Given task:
Turn every line of the listing below into a numbered list, leaving out blank lines.

## start Data for this task

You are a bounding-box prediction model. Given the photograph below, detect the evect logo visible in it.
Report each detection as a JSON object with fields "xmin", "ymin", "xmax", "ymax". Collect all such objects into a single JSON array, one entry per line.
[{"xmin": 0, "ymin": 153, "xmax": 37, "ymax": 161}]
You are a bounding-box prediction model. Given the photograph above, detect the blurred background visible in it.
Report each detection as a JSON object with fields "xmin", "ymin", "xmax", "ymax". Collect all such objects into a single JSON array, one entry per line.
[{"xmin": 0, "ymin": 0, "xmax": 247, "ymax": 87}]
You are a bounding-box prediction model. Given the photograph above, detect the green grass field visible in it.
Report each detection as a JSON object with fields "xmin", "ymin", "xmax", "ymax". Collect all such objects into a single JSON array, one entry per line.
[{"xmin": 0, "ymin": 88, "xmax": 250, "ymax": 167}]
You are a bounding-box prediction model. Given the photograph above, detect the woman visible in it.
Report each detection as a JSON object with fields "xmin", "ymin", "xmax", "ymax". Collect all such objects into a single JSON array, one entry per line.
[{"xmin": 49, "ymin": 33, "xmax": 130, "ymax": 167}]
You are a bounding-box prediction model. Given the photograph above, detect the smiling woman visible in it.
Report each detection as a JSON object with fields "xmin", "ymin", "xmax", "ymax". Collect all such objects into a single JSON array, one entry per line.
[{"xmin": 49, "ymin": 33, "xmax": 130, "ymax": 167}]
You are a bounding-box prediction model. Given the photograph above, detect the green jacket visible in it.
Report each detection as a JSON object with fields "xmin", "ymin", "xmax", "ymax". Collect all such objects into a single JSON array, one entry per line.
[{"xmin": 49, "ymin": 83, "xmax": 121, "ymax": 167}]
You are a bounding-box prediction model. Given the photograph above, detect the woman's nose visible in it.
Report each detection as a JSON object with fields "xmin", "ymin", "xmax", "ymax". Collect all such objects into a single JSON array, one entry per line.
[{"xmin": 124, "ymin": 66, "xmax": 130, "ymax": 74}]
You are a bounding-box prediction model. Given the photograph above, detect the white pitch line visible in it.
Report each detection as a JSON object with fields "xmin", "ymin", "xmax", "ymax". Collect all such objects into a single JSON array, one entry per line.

## end Data for this task

Task solution:
1. You are a bounding-box prediction model. Given the photograph below, detect the evect logo visible in it.
2. Report each detection as a JSON object with fields "xmin", "ymin", "xmax", "ymax". Collect all such objects into a single JSON array, one entry per line.
3. [{"xmin": 0, "ymin": 153, "xmax": 37, "ymax": 161}]
4. You are a bounding-box prediction model. Given the photograph above, detect the blurred background visible in it.
5. Report each detection as a JSON object with fields "xmin", "ymin", "xmax", "ymax". Collect all such objects into a single JSON array, one entry per line.
6. [{"xmin": 0, "ymin": 0, "xmax": 247, "ymax": 87}]
7. You are a bounding-box prediction model. Given the photograph above, detect the green grass field visible in it.
8. Report each detection as a JSON object with fields "xmin", "ymin", "xmax", "ymax". Collect all such objects into a single JSON array, one entry per line.
9. [{"xmin": 0, "ymin": 88, "xmax": 250, "ymax": 167}]
10. You are a bounding-box prediction model. Given the photograph above, detect the woman visible in it.
11. Report each detection as a JSON object with fields "xmin", "ymin", "xmax", "ymax". Collect all such objects into a single JSON array, one entry per line.
12. [{"xmin": 49, "ymin": 33, "xmax": 130, "ymax": 167}]
13. You are a bounding-box prediction model. Given the photograph above, detect the smiling woman visible in it.
14. Report each detection as a JSON object with fields "xmin", "ymin", "xmax", "ymax". Collect all such objects into a single JSON array, one entry per line.
15. [{"xmin": 49, "ymin": 33, "xmax": 130, "ymax": 167}]
16. You are a bounding-box prediction model. Given the photograph above, detect the green jacket visible in it.
17. Report each detection as a JSON object with fields "xmin", "ymin", "xmax", "ymax". Collect all such objects into a single JSON array, one entry per line.
18. [{"xmin": 49, "ymin": 83, "xmax": 121, "ymax": 167}]
19. You are a bounding-box prediction model. Given the photograph above, detect the woman's nose visible in it.
20. Report each detection as a JSON object with fields "xmin", "ymin", "xmax", "ymax". Collect all such objects into a single JSON array, one entry per line.
21. [{"xmin": 124, "ymin": 66, "xmax": 130, "ymax": 74}]
22. You are a bounding-box prediction model. Given the photograph above, detect the white pitch line visible in it.
23. Report each detection as a JSON object with fields "xmin", "ymin", "xmax", "ymax". Collect all such objects into a single JSON array, one entry per line.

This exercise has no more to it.